▶ **Objectif de la tâche**: Selon l'extrait sur la guerre de Crimée, à quelle date l'armée de secours russe livra-t-elle la bataille d'Inkerman ?

▶ **Extrait du document**:
■ ■ ■

La guerre de Crimée (partie VIII) : les vicissitudes du siège (mars – août 1855)

La guerre de Crimée (partie VIII) : les vicissitudes du siège (mars – août 1855)

Rappel : L’attaque russe de Balaklava dans le dos des alliés assiégeant Sébastopol ne fut pas la seule tentative de Menchikov pour briser l’encerclement. Et pour cause, dès le 5 novembre 1854, l’armée de secours réitéra avec la bataille d’Inkerman. Les Russes innovèrent cependant en cela que c’était une attaque combinée de l’armée de secours et des assiégés effectuant une sortie. Les Britanniques étaient à nouveau visés sur une position estimée la plus faible du dispositif allié. L’attaque russe, cependant, ne fut pas coordonnée. Les Britanniques montrèrent toute la qualité de leurs soldats mais ne pouvaient décemment repousser des Russes en large surnombre. En fin de compte, les fiers britanniques acceptèrent l’aide française qui fut décisive. Pendant que les Russes étaient repoussés à Inkerman, les Français subissaient de lourdes pertes sur le siège même par quelques attaques téméraires. Les victoires de Balaklava et Inkerman permirent aux puissances maritimes de faire pression sur l’Autriche hésitante. De fait, la France lança une sorte d’ultimatum : si l’Autriche n’entrait pas en guerre, les alliés inviteraient le royaume de Piémont-Sardaigne dans la guerre. C’était donner une place à la table des négociations à un royaume dont l’objectif était d’unir l’Italie, chose qui ne pouvait se faire sans affronter les Autrichiens solidement implantés dans le nord-est. Pendant ce temps, l’hiver faisait souffrir les assiégeants et en particulier les soldats britanniques qui, sans esprit de corps, n’avaient construit ni abris ni routes pour le ravitaillement, les laissant gelés et affamés, seulement aidés par les Français. Un scandale éclata au Royaume-Uni. En parallèle, le tsar Nicolas Ier rouvrit les négociations en janvier 1855 et trépassa soudainement en mars. Son fils, Alexandre II, n’avait pas l’intention de lâcher.

■ ■ ■

▶ **Matériel**:
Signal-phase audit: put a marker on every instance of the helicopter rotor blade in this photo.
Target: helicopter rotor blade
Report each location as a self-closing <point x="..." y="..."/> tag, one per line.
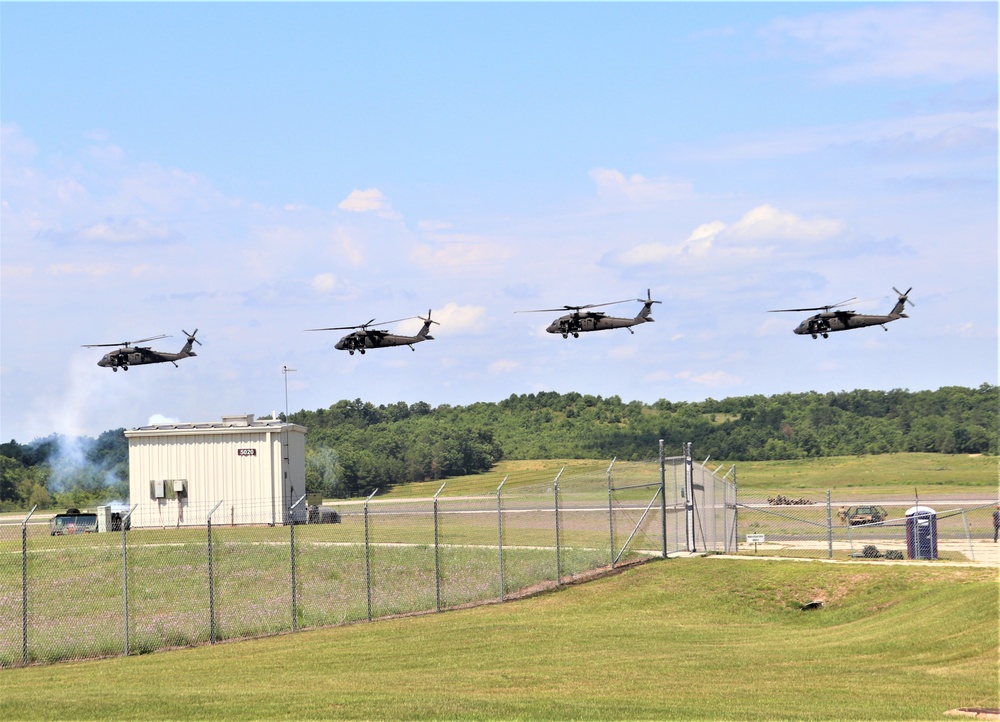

■ ■ ■

▶ **Résultat de l'exercice**: Le 5 novembre 1854.